### SOURCE DATA

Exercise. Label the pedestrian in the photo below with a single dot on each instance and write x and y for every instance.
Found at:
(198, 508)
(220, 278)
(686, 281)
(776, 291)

### TASK REQUIREMENTS
Copy the lines above word for word.

### EXERCISE SOLUTION
Exercise. Label the pedestrian in the photo below with a single dot on each instance and write x and y for every instance.
Found at:
(198, 508)
(220, 278)
(686, 281)
(776, 291)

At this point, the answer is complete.